Excerpt >>
★ ★ ★ ★
# Diff between rounded and traditionally shaped half blind dovetails?



## toddbeaulieu (Mar 5, 2010)

Hello,

After trying my hand at hand made half blinds I decided I don't have the time to learn everything at once and I have a lot of work to do in the shop to get it to the point where I can have fun with the basics.

I bought the Porter Cable 4216 jig, which has three templates and four bits.

I spent the morning experimenting with it and was able to make some decent joints for a wall cabinet. I didn't realize that this jig would make rounded tails/pins. In this case I'm fine with that, but I'd really like to be able to make traditional joints, as with drawer fronts.

Is this possible with this jig? Could I use the "through" template for this?


----------



## Mosquito (Feb 15, 2012)

No. The bit will only do round. You could make the tail board straight, but the pin board will have to be rounded, unless you chop them out square yourself. Just a limitation of the way the router works.

Edit: This is assuming that you're still talking about half blinds with the jig


----------



## Loren (May 30, 2008)

You can do it with a through template but you have to use
chisels inside the joints to do the corners. Your tails would
be cut as "through" tails while your pin boards would have
rounded insides to the joints.

Incidentally you can use the router to cut the pins and cut
the tails with a band saw. Then you either round off the
tails or chisel the pin recesses "square".


----------



## toddbeaulieu (Mar 5, 2010)

Thank you both. I know that once I have more experience with this I'll realize what a dumb question it was! But for now, I have a lot to learn …


----------
★ ★ ★ ★
Challenge a >>
Write out the part of the dovetail thread from "## Mosquito (Feb" to "the router works.", word for word.

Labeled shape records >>
★ ★ ★ ★
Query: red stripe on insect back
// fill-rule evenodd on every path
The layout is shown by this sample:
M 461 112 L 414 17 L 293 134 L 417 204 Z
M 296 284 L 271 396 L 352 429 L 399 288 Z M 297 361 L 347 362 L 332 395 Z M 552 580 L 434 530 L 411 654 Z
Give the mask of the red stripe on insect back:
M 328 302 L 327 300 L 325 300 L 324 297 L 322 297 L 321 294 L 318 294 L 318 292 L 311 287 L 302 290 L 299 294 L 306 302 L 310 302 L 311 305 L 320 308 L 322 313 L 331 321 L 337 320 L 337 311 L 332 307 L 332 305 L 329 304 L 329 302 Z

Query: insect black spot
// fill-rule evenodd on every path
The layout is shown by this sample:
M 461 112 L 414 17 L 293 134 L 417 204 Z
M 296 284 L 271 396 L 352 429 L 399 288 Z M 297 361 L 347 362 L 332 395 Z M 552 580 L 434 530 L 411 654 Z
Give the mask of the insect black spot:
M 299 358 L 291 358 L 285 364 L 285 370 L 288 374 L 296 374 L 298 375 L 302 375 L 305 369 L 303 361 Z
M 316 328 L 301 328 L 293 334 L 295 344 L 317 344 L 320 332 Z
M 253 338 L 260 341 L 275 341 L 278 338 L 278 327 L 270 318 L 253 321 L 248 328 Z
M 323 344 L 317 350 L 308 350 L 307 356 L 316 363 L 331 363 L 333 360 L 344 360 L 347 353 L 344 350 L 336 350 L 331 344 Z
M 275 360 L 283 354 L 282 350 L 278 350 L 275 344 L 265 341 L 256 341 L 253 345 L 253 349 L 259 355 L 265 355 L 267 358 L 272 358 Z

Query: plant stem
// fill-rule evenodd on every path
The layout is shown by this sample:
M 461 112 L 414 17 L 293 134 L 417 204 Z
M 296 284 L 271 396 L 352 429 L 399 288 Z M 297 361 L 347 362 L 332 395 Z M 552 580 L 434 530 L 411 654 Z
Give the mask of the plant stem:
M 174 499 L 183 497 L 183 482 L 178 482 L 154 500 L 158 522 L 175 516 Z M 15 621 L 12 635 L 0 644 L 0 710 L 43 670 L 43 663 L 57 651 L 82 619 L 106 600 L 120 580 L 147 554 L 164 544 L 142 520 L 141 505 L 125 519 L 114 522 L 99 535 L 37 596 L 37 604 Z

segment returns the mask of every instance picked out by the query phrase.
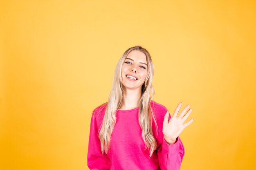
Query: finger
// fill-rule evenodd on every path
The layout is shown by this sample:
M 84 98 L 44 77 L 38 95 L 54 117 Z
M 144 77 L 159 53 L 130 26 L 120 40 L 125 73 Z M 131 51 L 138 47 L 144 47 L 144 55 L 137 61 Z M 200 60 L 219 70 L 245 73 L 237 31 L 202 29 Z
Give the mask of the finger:
M 192 108 L 191 108 L 189 110 L 189 111 L 187 112 L 187 113 L 185 115 L 185 116 L 182 119 L 183 121 L 183 122 L 185 121 L 185 120 L 188 118 L 190 113 L 192 112 Z
M 188 104 L 187 105 L 186 105 L 186 107 L 185 107 L 185 108 L 184 108 L 183 110 L 182 110 L 182 111 L 180 113 L 180 115 L 179 116 L 179 118 L 182 118 L 182 117 L 183 117 L 183 115 L 184 115 L 185 113 L 186 112 L 186 110 L 187 110 L 189 108 L 189 107 L 190 107 L 190 105 L 189 104 Z
M 194 119 L 191 119 L 189 120 L 189 121 L 188 121 L 186 124 L 184 124 L 184 128 L 186 128 L 190 124 L 191 124 L 192 122 L 192 121 L 193 121 L 193 120 L 194 120 Z
M 169 117 L 169 115 L 170 115 L 170 113 L 167 110 L 166 112 L 166 113 L 165 113 L 165 115 L 164 115 L 164 122 L 163 124 L 168 124 L 168 118 Z
M 178 114 L 178 113 L 179 113 L 179 111 L 180 111 L 180 107 L 181 107 L 181 105 L 182 104 L 182 102 L 180 102 L 179 104 L 178 104 L 178 106 L 175 109 L 175 110 L 174 110 L 174 113 L 173 113 L 173 116 L 174 116 L 175 117 L 176 117 L 177 116 L 177 115 Z

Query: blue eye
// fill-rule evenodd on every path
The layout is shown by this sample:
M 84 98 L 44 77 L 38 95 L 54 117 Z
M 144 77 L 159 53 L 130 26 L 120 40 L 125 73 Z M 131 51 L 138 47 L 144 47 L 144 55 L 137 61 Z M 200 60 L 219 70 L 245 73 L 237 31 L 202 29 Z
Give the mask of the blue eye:
M 129 63 L 130 63 L 130 64 L 132 64 L 132 63 L 131 63 L 131 62 L 125 62 L 124 63 L 126 63 L 126 64 L 129 64 Z M 144 69 L 146 69 L 146 68 L 145 68 L 145 67 L 144 67 L 144 66 L 141 66 L 141 67 L 142 67 L 141 68 L 144 68 Z

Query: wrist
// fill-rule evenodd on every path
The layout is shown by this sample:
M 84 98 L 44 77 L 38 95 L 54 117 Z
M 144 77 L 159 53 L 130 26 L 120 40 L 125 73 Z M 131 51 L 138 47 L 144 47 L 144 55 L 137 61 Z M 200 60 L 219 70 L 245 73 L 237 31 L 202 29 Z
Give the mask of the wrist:
M 165 140 L 165 141 L 169 145 L 171 144 L 174 144 L 176 142 L 177 140 L 177 137 L 175 140 L 172 140 L 170 138 L 166 138 L 164 137 L 164 139 Z

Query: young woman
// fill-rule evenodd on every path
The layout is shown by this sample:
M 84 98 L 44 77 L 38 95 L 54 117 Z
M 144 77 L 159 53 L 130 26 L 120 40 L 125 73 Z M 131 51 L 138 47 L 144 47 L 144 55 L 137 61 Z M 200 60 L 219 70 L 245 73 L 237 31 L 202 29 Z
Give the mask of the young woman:
M 154 68 L 141 46 L 127 49 L 116 66 L 108 102 L 95 108 L 91 119 L 88 153 L 90 170 L 176 170 L 184 150 L 179 137 L 193 120 L 188 105 L 171 117 L 152 99 Z

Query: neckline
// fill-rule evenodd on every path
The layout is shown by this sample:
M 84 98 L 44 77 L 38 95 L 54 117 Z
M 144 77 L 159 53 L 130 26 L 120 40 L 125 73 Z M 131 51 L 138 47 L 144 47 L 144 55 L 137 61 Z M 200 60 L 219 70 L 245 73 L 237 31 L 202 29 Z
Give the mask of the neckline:
M 134 111 L 134 110 L 135 110 L 137 109 L 139 109 L 139 107 L 137 107 L 137 108 L 132 108 L 131 109 L 129 109 L 129 110 L 119 110 L 119 109 L 117 109 L 117 111 L 118 112 L 131 112 L 132 111 Z

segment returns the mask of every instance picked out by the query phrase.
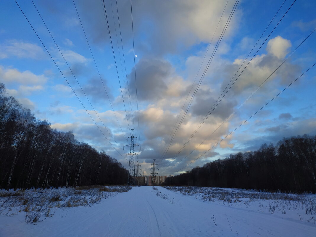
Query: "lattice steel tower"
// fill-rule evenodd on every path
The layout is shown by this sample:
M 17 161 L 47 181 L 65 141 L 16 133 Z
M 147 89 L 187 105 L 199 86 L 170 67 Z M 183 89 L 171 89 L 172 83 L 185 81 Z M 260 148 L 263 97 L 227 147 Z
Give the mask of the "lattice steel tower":
M 136 177 L 136 184 L 137 185 L 140 185 L 140 183 L 141 183 L 141 182 L 140 181 L 140 174 L 139 173 L 139 171 L 141 170 L 141 169 L 139 168 L 139 167 L 141 166 L 142 166 L 138 164 L 138 161 L 137 161 L 137 163 L 136 163 L 136 165 L 135 166 L 136 167 L 136 173 L 135 174 L 135 175 Z
M 132 129 L 132 136 L 128 138 L 131 138 L 131 144 L 124 146 L 125 147 L 131 147 L 130 153 L 126 154 L 126 155 L 130 156 L 130 163 L 128 165 L 128 173 L 129 175 L 127 179 L 128 185 L 135 185 L 135 162 L 134 157 L 135 155 L 137 155 L 137 154 L 134 152 L 134 147 L 140 146 L 139 145 L 134 144 L 134 138 L 137 137 L 134 136 L 134 129 Z
M 151 185 L 153 186 L 157 185 L 156 182 L 157 179 L 156 178 L 156 175 L 158 174 L 158 173 L 156 173 L 156 170 L 159 169 L 158 168 L 156 167 L 156 166 L 158 165 L 156 164 L 155 160 L 155 159 L 154 159 L 154 163 L 151 164 L 151 165 L 153 166 L 152 168 L 150 168 L 151 170 L 153 170 L 153 171 L 151 172 Z

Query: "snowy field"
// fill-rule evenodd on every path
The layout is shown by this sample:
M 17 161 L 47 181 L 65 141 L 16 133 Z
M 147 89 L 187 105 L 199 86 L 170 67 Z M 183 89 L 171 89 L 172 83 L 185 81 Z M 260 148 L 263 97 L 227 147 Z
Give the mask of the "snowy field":
M 314 195 L 226 189 L 168 188 L 173 191 L 143 186 L 118 192 L 96 188 L 74 190 L 70 194 L 78 194 L 68 197 L 68 189 L 50 190 L 49 192 L 55 192 L 49 194 L 51 199 L 56 198 L 52 202 L 59 202 L 60 206 L 50 208 L 48 215 L 44 212 L 40 221 L 28 223 L 26 216 L 29 212 L 23 209 L 27 204 L 17 202 L 15 207 L 9 208 L 12 204 L 3 200 L 12 200 L 19 195 L 9 199 L 3 197 L 2 205 L 7 204 L 3 205 L 2 208 L 5 210 L 0 215 L 0 236 L 316 236 L 316 224 L 312 218 L 314 218 L 315 209 L 311 215 L 306 213 L 309 200 L 315 208 Z M 26 191 L 38 200 L 37 195 L 47 195 L 37 192 Z M 84 201 L 76 202 L 78 199 L 73 197 L 76 195 Z M 277 198 L 276 195 L 280 197 Z M 80 205 L 79 203 L 84 206 L 76 206 Z M 283 214 L 284 210 L 286 214 Z
M 272 214 L 295 221 L 316 223 L 316 195 L 314 194 L 297 195 L 222 188 L 165 188 L 185 196 L 220 205 Z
★ ★ ★ ★
Challenge b >>
Count the lines of the records that contain the string "field", and reply with the number only.

Task result a >>
## Mosquito (Feb 15, 2012)

No. The bit will only do round. You could make the tail board straight, but the pin board will have to be rounded, unless you chop them out square yourself. Just a limitation of the way the router works.

Task result b >>
2